REQUIREMENT:
The lines from the start of the records through the one containing "[locate] graffiti lettering" are to be restated word for word; please include both ends.

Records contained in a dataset
-- Opening Marker --
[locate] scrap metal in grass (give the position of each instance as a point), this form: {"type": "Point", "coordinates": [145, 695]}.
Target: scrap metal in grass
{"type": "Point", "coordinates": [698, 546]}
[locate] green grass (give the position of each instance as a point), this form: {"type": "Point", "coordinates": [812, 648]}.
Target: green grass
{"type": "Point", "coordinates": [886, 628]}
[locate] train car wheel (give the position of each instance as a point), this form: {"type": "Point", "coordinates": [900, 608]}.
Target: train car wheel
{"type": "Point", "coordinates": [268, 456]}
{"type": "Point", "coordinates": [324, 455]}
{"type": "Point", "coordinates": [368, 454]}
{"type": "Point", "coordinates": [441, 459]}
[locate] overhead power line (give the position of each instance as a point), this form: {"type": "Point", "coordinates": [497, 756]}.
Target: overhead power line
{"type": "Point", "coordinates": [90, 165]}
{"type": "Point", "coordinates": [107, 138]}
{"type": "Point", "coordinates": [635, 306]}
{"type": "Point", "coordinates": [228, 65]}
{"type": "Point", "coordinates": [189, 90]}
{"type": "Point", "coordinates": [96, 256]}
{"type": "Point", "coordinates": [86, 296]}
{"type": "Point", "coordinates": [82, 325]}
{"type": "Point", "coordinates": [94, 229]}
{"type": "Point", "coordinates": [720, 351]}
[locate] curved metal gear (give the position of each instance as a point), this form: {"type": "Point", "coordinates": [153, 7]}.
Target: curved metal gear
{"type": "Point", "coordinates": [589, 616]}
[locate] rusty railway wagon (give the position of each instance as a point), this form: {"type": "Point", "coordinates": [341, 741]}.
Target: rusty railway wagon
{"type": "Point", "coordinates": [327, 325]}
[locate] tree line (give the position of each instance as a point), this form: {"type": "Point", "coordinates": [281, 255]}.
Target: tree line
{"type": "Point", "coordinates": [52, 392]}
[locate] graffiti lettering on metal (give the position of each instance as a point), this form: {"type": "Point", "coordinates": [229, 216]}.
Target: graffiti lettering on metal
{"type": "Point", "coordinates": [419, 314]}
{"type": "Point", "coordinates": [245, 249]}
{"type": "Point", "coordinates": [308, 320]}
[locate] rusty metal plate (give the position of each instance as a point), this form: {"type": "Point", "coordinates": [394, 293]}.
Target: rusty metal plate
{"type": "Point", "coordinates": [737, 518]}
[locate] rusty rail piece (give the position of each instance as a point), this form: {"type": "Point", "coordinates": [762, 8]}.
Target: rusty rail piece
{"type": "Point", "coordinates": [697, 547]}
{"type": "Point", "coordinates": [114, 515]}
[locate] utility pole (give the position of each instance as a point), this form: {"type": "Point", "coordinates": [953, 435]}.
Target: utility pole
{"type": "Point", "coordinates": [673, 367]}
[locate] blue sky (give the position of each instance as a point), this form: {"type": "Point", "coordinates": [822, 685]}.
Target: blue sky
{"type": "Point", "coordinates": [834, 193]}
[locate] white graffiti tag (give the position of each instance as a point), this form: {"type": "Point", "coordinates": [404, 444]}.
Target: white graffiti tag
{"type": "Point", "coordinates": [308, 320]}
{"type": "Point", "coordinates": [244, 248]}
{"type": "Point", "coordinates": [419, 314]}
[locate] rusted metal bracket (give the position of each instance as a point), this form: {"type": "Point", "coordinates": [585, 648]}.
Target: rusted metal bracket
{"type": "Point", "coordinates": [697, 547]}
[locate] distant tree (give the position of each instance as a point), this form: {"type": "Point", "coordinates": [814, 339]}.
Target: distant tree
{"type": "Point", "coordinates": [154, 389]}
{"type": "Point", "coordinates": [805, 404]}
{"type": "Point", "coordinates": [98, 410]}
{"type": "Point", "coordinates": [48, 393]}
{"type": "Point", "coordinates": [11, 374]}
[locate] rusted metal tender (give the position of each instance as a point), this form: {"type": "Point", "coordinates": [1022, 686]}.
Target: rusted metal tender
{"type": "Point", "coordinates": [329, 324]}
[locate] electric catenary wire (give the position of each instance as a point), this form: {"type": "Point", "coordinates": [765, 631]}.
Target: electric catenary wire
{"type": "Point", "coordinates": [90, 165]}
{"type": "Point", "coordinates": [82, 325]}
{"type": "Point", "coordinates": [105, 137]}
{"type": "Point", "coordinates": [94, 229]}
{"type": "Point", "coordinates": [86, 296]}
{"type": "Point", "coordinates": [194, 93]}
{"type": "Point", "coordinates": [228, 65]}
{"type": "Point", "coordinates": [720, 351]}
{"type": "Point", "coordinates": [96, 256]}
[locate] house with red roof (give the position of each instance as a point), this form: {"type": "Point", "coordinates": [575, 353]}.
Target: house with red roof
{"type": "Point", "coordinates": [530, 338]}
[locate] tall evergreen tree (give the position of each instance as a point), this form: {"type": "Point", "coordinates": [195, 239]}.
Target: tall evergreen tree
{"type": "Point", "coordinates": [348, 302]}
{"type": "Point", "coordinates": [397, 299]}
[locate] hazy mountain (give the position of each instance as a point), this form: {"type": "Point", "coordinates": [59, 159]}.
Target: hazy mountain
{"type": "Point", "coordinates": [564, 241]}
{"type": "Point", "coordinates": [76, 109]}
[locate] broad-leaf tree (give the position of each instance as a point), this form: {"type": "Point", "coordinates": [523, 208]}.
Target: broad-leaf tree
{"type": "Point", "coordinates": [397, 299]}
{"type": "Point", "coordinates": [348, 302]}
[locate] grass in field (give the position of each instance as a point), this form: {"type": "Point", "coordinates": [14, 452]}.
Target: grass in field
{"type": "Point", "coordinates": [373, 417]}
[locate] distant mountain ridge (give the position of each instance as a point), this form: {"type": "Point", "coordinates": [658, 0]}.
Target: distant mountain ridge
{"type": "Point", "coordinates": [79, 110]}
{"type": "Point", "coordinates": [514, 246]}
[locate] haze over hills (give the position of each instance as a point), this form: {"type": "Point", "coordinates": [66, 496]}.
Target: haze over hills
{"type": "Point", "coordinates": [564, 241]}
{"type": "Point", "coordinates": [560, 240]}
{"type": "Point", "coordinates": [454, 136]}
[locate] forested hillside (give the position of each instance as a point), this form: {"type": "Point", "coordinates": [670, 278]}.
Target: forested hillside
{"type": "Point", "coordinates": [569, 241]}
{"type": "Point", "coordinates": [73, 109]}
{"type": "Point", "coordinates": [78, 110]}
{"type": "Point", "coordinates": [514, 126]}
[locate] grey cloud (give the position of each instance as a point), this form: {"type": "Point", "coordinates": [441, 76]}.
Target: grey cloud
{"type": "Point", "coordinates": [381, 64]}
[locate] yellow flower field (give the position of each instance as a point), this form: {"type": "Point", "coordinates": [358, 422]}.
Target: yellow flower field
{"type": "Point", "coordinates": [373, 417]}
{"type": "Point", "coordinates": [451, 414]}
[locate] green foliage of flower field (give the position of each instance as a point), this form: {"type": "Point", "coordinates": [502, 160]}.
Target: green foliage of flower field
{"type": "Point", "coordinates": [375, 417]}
-- Closing Marker --
OUTPUT OF THE EXERCISE:
[locate] scrap metal in grass (give the position of each instance as a point), this form: {"type": "Point", "coordinates": [145, 695]}.
Target: scrap metal in grass
{"type": "Point", "coordinates": [698, 546]}
[locate] green grass (give the position of each instance as a point), this form: {"type": "Point", "coordinates": [812, 648]}.
Target: green grass
{"type": "Point", "coordinates": [886, 628]}
[locate] train car wheel (give the position of each instance as a point), this form: {"type": "Point", "coordinates": [900, 608]}.
Target: train car wheel
{"type": "Point", "coordinates": [268, 456]}
{"type": "Point", "coordinates": [324, 455]}
{"type": "Point", "coordinates": [368, 454]}
{"type": "Point", "coordinates": [441, 459]}
[locate] overhead power line (give the position of each instance as a point), this form: {"type": "Point", "coordinates": [497, 756]}.
Target: overhead power line
{"type": "Point", "coordinates": [90, 165]}
{"type": "Point", "coordinates": [107, 138]}
{"type": "Point", "coordinates": [635, 306]}
{"type": "Point", "coordinates": [228, 65]}
{"type": "Point", "coordinates": [189, 90]}
{"type": "Point", "coordinates": [96, 256]}
{"type": "Point", "coordinates": [86, 296]}
{"type": "Point", "coordinates": [82, 325]}
{"type": "Point", "coordinates": [94, 229]}
{"type": "Point", "coordinates": [720, 351]}
[locate] curved metal gear (give the position of each instance as a point), this form: {"type": "Point", "coordinates": [153, 7]}.
Target: curved metal gear
{"type": "Point", "coordinates": [589, 616]}
[locate] rusty railway wagon (give the position of each instance as a point), this form: {"type": "Point", "coordinates": [341, 741]}.
Target: rusty railway wagon
{"type": "Point", "coordinates": [327, 325]}
[locate] tree line (give the position of each instance as a point), this form: {"type": "Point", "coordinates": [281, 255]}.
Target: tree line
{"type": "Point", "coordinates": [52, 392]}
[locate] graffiti lettering on metal (give the position of each instance as a point), this form: {"type": "Point", "coordinates": [229, 216]}.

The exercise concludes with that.